AIM A – Rewrite the pointing entries below with "rough stone texture" swapped for "cracked concrete surface", keeping everything else the same. Leave the pictures out of your answer.

PASSAGE –
## start

Assumptions & Ground Rules

The primary purpose of this first project assignment is to find an article on a topic of interest to you that has data available online via ICSPR (or another repository); eventually, you will be required to use these data in an attempt to reproduce a basic descriptive finding reported in a table or figure from the article. A secondary purpose of this assignment is to develop a sense of how (un)common it is to find research articles in the top journals of your field for which the authors have openly shared their data and code for reproducibility purposes. For more information about why and how to share data/code and other best practices for conducting reproducible research, check out here, here, here, and here.

At this point, I assume you are familiar with RStudio and with creating R Markdown (RMD) files. If not, please review R Assignments 1 & 2.

Additionally, I assume you know how to search for articles and then access them where available; there are numerous ways to do this. If it were me, I might start by searching for articles using the search function on each journal’s webpage. Upon finding articles of interest, I might then search for the specific articles using the title, author, and/or keywords in Google Scholar; you can also do an “advanced search” for specific topics published in specific journals. If you decide to use Google Scholar, I recommend adding your university to the “library links” setting for quick authentication and access via your library. Note that unlike in the link to instructions for IUPUI, you will want to check your university to generate the proper authentication links in Google Scholar. Finally, I assume you know how to properly format an article citation (e.g., using APA or Chicago style); Google Scholar can also help you with getting the full citation.

Part 1

Goal: Find 5 articles from top journals in area of interest, then assess availability of data and code

  1. Find five (5) peer-reviewed empirical research articles from the list of journals below
    • Each article you select should describe and report results of an “original” research study - e.g., an experimental or observational research design. In this case, “original” is not intended to rule out a “replication” study, were you to find any. Rather, it is intended simply to imply that any theoretical article, or systematic review article, or meta-analysis that does not also report the results of an original research design does not qualify for this particular assignment.
    • For collegiality reasons, refrain from selecting any articles authored by faculty or students in our department.

## end

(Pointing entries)
## start

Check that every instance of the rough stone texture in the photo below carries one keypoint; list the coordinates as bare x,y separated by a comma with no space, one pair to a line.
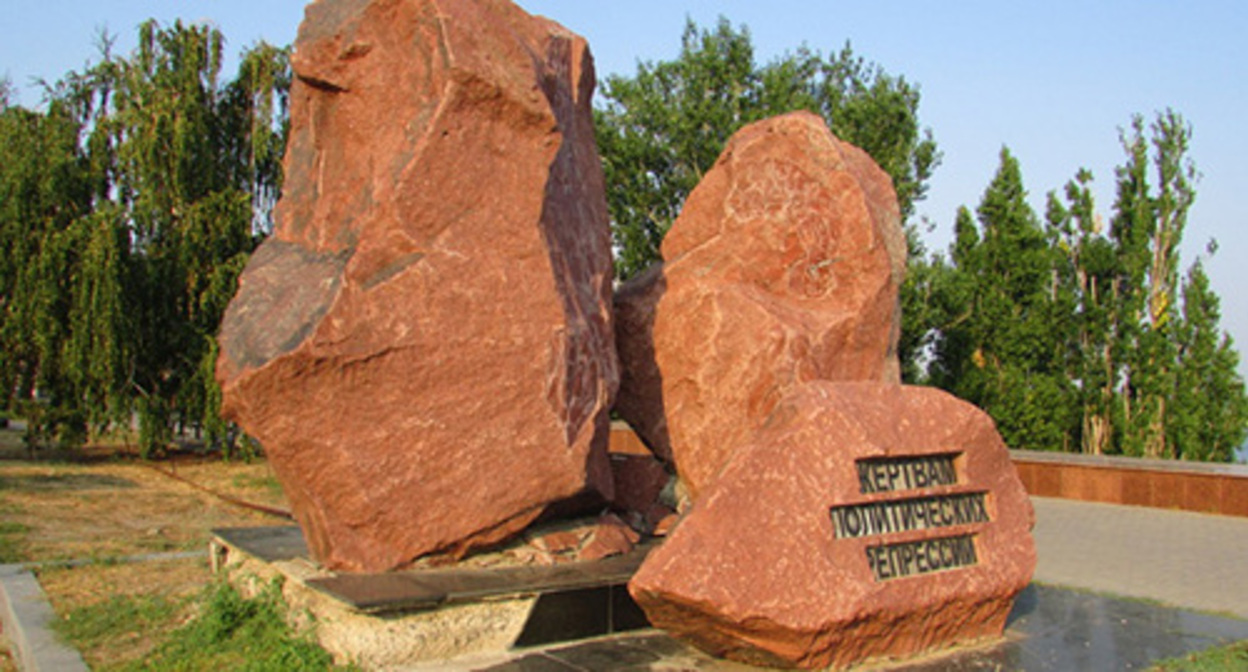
392,641
424,345
783,267
639,482
612,536
758,572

## end

AIM B –
Using the assignment text above, decide whether each statement agrees with it. Answer yes or no for each, and quote the words that decide it.
(i) Students must find five peer-reviewed empirical research articles.
(ii) A meta-analysis that does not report an original research design qualifies.
(iii) A replication study is ruled out.

RESULT A –
Check that every instance of the cracked concrete surface in the photo below carries one keypoint; list the coordinates as bare x,y separated by a comma with no space, one pair to a line.
392,641
424,345
783,267
639,482
612,536
758,572

RESULT B –
(i) Yes: "Find five (5) peer-reviewed empirical research articles from the list of journals below"
(ii) No: "any theoretical article, or systematic review article, or meta-analysis that does not also report the results of an original research design does not qualify for this particular assignment"
(iii) No: "“original” is not intended to rule out a “replication” study"